• Problem: Rewrite the data below, substituting "brushed steel" for every occurrence of "stainless steel" and leaving everything else unchanged.

[Collected data entries]

- - - -

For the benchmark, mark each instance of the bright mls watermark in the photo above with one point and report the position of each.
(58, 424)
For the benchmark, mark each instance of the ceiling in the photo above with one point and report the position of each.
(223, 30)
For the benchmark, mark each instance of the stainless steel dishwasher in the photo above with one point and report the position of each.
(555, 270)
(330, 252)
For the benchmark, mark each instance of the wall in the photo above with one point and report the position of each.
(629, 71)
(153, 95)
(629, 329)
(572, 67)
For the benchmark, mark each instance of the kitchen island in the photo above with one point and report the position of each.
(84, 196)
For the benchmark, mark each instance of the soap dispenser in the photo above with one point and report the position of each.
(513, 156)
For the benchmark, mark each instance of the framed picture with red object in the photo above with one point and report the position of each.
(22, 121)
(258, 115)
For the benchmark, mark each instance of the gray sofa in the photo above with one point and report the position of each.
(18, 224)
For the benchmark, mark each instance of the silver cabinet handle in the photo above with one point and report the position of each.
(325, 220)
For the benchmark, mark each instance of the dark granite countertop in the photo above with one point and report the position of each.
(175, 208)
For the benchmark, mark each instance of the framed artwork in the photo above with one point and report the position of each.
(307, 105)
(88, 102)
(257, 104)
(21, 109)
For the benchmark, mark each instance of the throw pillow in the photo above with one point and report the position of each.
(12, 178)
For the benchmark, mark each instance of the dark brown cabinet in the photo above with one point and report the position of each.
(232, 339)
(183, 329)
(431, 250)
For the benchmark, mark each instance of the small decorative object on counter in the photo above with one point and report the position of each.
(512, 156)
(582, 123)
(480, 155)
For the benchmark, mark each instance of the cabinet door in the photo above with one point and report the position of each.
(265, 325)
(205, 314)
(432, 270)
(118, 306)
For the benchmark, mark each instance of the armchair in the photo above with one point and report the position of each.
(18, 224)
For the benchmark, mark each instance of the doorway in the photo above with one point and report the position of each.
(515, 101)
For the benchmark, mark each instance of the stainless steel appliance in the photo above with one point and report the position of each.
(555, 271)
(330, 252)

- - - -

• Task answer:
For the benchmark, mark each instance of the bright mls watermark in the photo above with one point and report the position of each.
(58, 424)
For the benchmark, mark each instance of the ceiling in the photo above with one point and report the position of each.
(223, 30)
For the benchmark, mark each instance of the brushed steel dishwasher in the photo above with one point and report the position of each.
(555, 270)
(330, 252)
For the benchmark, mark each instance of the wall in the photo above with one point and report the position of each.
(629, 71)
(153, 95)
(629, 329)
(572, 67)
For the benchmark, mark each instance of the kitchen island in the photo above with one point and report the position of each.
(84, 196)
For the benchmark, mark each instance of the soap dispenser in the photo above with one point and report the position of each.
(513, 156)
For the benchmark, mark each instance of the framed picture with red object in the photo above with one point and report the position of each.
(22, 121)
(258, 115)
For the benchmark, mark each instance of the gray sofa in the photo above with one point and report the position of each.
(18, 224)
For the benchmark, mark each instance of the silver cabinet handle in the photo above with one point and report the position of each.
(325, 220)
For the benchmark, mark each instance of the dark granite countertop in the photo above with one point and report the position of each.
(175, 208)
For the benchmark, mark each instance of the framed artwork in the photo above with one point and report the position of each.
(307, 105)
(88, 102)
(257, 104)
(21, 109)
For the benchmark, mark each instance of the throw pillow in the photo above with one point and report the position of each.
(12, 178)
For the benchmark, mark each instance of the dark brown cabinet in the photo above with one point and report the position of each.
(232, 339)
(183, 329)
(431, 250)
For the benchmark, mark each instance of the small decorative object on counter in the photo above with one point and report the position of each.
(512, 156)
(582, 123)
(480, 155)
For the benchmark, mark each instance of the cabinet door in the photo above with one point and report the position of each.
(265, 325)
(205, 314)
(432, 270)
(118, 306)
For the benchmark, mark each instance of the armchair in the photo above with one point and report the position of each.
(18, 224)
For the benchmark, mark each instance of the doorway in the photo above with one point and report the position of each.
(515, 101)
For the benchmark, mark each instance of the brushed steel appliance in the photo above with one point and report the position of each.
(555, 271)
(330, 252)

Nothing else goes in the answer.